Türk Günü Yürüyüşü bağışlarıyla ilgili metnin "Türkiye, yılda bir" sözlerinden "Türk toplumundan sağlayabilir." sözlerine kadar olan kısmını hiçbir değişiklik yapmadan yazın.

Alıntı metin ::
++++++++++++++++++++
Türkiye, yılda bir kez yapılan New York’taki ‘Türk Günü Yürüyüşü’ ve diğer etkinlikler için bağışta bulunmaya son vermelidir.
Amerika’daki Türklerin anavatan parasıyla yürüyüş yapmalarının mantık ve izanda yerini göremiyorum. Para musluğunun kapanmasıyla kişisel ve grupsal çekişmeler de ortadan kalkmış olacak. Gerçek anlamda toplum temsilciliğini üstlenmiş yeni komite, yürüyüş ve kültür etkinlikleri için ihtiyaç masrafı olarak gösterilen 350 bin doları Türk toplumundan sağlayabilir.
++++++++++++++++++++
İşaretleme satırları ::
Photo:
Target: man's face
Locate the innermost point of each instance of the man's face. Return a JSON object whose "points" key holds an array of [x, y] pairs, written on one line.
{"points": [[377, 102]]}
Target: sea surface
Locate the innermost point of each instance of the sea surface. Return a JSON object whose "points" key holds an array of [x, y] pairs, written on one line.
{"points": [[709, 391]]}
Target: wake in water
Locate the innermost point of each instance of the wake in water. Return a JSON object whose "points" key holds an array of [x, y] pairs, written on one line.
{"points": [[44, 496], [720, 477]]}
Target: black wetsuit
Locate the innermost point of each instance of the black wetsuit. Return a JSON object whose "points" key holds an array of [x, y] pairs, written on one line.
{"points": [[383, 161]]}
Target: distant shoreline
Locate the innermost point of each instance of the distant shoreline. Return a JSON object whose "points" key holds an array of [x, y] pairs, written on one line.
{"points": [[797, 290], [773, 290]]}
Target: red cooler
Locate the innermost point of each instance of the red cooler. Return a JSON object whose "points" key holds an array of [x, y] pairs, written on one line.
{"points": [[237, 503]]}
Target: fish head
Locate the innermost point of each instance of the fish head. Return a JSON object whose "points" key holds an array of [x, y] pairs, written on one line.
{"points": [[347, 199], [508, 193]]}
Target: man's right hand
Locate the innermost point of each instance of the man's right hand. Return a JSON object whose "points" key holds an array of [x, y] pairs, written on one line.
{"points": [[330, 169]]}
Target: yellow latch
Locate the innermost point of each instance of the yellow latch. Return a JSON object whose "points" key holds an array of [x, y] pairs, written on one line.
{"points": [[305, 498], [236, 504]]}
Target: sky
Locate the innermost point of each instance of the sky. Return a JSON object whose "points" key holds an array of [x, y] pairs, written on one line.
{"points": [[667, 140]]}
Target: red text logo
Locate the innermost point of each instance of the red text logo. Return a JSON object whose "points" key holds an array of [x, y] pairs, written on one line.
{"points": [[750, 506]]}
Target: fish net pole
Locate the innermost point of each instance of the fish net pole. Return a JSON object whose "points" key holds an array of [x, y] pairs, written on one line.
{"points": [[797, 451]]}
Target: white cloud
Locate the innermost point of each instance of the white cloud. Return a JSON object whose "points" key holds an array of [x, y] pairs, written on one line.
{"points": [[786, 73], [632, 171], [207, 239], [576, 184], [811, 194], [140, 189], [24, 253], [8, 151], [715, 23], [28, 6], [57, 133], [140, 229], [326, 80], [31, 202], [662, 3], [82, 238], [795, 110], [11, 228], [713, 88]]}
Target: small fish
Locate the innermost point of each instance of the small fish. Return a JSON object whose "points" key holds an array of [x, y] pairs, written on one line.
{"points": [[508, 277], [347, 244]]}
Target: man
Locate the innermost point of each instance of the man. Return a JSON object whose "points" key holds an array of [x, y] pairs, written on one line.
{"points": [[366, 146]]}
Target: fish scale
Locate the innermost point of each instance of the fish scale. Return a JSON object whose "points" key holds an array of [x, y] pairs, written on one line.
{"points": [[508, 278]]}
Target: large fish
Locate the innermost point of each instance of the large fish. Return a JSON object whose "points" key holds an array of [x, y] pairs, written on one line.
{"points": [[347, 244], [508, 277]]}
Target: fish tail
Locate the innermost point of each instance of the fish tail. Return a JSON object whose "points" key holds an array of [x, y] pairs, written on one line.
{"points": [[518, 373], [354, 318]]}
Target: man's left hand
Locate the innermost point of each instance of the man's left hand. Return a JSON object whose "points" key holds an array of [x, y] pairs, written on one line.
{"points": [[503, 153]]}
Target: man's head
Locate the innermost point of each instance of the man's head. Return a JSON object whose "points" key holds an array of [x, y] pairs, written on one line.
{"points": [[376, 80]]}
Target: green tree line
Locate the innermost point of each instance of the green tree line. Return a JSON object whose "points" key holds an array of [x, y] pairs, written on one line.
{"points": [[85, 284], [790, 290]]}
++++++++++++++++++++
Beklenen yanıt ::
Türkiye, yılda bir kez yapılan New York’taki ‘Türk Günü Yürüyüşü’ ve diğer etkinlikler için bağışta bulunmaya son vermelidir.
Amerika’daki Türklerin anavatan parasıyla yürüyüş yapmalarının mantık ve izanda yerini göremiyorum. Para musluğunun kapanmasıyla kişisel ve grupsal çekişmeler de ortadan kalkmış olacak. Gerçek anlamda toplum temsilciliğini üstlenmiş yeni komite, yürüyüş ve kültür etkinlikleri için ihtiyaç masrafı olarak gösterilen 350 bin doları Türk toplumundan sağlayabilir.